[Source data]

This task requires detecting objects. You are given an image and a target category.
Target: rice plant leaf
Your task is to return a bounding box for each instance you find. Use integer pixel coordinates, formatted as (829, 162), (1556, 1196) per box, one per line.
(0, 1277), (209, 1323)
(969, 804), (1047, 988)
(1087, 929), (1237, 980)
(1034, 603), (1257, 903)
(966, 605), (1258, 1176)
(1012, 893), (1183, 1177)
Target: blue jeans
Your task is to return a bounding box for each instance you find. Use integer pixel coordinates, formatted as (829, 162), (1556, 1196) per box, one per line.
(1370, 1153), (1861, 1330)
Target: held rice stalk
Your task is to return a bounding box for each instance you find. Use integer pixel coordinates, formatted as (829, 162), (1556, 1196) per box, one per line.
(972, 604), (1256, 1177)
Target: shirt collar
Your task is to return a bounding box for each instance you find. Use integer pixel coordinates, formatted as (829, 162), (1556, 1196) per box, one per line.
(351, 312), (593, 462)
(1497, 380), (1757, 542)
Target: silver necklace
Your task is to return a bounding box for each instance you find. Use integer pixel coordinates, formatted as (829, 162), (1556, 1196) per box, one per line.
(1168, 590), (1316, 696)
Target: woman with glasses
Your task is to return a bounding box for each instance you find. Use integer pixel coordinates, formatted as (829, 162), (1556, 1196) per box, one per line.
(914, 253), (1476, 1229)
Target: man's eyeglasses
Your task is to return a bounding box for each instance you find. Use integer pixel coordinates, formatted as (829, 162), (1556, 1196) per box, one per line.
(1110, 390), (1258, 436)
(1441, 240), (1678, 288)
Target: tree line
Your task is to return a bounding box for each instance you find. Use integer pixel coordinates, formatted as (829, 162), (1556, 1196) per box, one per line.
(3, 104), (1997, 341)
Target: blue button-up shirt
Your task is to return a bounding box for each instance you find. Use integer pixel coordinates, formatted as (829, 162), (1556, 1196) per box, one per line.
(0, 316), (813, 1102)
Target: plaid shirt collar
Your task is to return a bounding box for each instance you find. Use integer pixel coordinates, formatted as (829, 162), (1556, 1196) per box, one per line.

...

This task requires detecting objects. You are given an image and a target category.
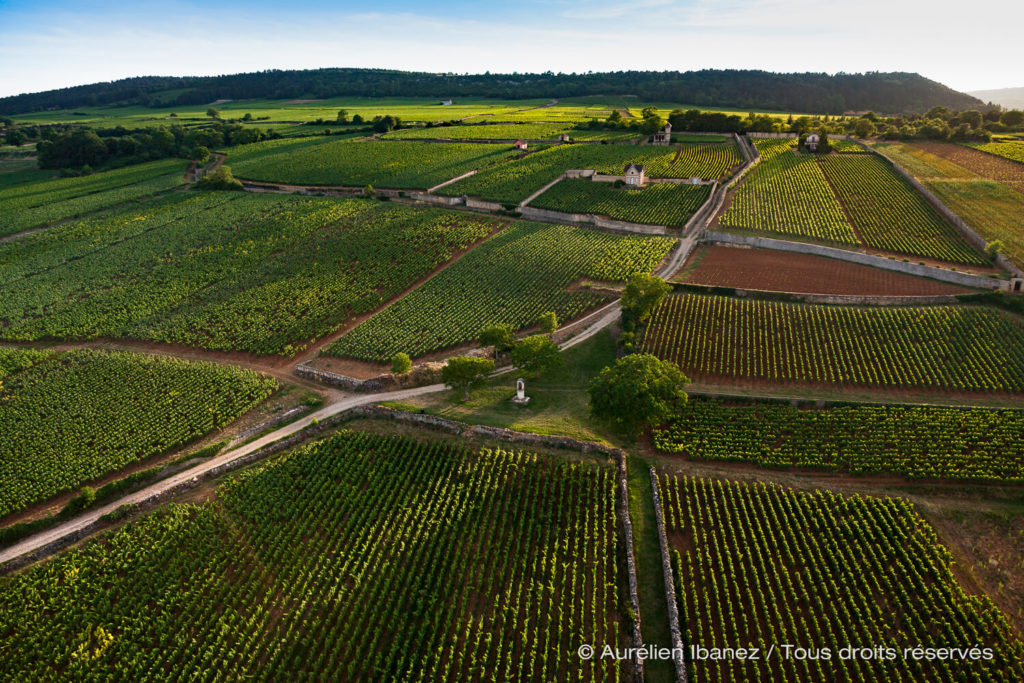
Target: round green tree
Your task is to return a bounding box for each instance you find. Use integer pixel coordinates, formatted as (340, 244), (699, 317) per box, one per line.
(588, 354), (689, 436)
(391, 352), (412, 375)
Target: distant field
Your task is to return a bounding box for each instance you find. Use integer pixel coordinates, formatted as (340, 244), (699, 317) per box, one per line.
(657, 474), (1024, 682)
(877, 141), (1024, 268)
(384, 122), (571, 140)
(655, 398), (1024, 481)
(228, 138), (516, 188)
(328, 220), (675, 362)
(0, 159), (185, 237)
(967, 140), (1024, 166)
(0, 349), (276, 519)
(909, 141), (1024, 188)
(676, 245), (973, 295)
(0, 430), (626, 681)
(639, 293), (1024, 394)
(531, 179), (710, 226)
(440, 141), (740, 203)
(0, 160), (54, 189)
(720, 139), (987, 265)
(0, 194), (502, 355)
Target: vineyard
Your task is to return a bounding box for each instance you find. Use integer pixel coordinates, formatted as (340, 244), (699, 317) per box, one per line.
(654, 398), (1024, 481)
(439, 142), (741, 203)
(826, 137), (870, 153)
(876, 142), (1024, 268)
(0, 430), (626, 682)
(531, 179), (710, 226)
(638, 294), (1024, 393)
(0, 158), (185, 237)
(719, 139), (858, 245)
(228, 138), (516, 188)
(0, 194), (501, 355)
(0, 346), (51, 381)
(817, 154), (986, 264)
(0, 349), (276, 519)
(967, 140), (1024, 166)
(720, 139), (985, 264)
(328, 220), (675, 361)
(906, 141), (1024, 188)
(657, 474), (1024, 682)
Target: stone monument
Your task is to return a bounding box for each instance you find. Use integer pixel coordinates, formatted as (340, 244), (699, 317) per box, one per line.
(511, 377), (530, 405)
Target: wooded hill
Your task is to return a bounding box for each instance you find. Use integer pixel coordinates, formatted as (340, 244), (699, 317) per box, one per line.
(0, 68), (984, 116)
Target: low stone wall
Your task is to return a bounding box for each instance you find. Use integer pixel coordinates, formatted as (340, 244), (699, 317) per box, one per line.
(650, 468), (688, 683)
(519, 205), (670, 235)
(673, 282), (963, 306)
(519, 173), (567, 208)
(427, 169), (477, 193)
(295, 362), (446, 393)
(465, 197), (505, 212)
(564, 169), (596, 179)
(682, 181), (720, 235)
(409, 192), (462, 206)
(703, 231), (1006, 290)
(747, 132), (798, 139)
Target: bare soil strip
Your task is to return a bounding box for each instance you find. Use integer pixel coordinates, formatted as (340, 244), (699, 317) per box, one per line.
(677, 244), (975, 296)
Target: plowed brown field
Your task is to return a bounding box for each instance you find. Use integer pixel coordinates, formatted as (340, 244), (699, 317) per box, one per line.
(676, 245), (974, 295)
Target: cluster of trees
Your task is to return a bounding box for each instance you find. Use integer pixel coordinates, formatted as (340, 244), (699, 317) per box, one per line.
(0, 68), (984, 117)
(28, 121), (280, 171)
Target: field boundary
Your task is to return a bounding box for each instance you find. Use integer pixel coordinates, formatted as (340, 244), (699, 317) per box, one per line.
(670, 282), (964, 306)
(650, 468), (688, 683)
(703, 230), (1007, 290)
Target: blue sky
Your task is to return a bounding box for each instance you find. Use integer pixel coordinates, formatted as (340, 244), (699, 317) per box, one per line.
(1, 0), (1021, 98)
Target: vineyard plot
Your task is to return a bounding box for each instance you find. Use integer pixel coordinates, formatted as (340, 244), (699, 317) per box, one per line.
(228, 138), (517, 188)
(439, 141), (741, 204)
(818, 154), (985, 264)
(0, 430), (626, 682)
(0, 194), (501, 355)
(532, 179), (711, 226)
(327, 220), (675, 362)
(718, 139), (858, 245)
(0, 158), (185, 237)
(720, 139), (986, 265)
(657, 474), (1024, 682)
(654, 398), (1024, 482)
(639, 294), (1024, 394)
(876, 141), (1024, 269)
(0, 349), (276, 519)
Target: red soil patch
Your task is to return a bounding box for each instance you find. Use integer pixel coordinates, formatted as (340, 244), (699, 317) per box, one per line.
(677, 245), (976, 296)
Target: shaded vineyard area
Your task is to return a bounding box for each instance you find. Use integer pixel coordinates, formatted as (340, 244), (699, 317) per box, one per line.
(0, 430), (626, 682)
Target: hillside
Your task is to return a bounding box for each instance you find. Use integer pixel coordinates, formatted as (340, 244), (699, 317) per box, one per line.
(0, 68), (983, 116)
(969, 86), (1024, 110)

...

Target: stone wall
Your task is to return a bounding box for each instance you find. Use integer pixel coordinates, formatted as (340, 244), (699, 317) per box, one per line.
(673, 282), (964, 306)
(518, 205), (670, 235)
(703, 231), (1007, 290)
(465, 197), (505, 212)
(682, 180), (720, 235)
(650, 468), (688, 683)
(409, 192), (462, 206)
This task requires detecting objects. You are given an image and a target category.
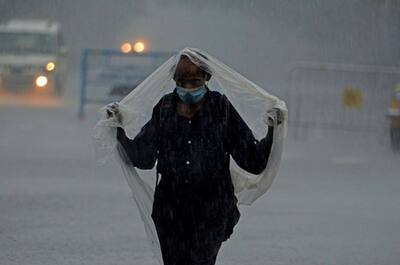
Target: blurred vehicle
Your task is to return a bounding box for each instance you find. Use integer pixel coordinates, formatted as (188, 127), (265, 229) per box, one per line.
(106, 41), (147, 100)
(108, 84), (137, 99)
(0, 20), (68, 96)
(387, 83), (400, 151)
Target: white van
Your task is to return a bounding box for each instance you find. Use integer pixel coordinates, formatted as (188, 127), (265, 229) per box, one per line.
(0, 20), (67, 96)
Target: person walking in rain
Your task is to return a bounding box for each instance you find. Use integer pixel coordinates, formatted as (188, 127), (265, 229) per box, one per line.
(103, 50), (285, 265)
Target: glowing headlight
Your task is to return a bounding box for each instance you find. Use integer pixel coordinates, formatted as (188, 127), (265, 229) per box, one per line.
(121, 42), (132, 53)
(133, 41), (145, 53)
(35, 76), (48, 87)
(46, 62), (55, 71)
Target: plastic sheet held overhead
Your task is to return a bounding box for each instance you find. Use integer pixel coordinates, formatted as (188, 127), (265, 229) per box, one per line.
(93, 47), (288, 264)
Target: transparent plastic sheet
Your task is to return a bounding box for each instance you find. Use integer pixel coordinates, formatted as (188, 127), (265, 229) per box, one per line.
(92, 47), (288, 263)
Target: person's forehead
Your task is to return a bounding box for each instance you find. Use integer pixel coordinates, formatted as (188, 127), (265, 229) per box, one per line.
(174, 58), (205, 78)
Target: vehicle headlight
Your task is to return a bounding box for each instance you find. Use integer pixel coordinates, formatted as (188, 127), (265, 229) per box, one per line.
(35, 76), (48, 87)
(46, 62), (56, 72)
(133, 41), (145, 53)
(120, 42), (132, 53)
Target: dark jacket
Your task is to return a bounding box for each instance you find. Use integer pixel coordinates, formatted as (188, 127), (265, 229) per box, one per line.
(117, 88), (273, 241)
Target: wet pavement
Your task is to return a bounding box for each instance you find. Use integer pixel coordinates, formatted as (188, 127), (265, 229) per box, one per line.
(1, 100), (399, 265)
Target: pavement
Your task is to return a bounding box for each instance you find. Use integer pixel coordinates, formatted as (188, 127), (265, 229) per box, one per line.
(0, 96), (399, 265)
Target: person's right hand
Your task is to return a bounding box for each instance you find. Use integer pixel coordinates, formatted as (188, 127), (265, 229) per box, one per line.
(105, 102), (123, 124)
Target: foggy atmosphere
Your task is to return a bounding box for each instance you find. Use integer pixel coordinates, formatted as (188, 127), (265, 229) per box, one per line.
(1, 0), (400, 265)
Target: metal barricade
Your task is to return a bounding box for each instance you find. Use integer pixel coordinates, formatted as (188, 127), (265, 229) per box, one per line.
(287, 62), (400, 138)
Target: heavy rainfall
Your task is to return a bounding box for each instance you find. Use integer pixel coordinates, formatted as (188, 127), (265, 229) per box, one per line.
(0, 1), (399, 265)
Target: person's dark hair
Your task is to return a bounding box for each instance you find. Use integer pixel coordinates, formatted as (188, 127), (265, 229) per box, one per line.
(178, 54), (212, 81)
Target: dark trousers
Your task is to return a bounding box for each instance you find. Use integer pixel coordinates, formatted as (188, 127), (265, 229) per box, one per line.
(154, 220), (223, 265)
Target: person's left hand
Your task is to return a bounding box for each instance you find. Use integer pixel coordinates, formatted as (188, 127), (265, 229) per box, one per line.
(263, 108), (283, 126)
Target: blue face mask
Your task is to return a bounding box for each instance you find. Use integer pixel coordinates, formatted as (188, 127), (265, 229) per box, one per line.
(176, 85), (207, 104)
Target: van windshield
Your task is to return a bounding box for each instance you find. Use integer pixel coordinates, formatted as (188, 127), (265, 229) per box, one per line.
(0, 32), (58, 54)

PROBLEM TO WORK ON ::
In the data above, find each line that has the word "dark" and copy it out.

OUTPUT FOR THIS EXERCISE ::
Target: dark jacket
Target: person's dark hair
Target: dark trousers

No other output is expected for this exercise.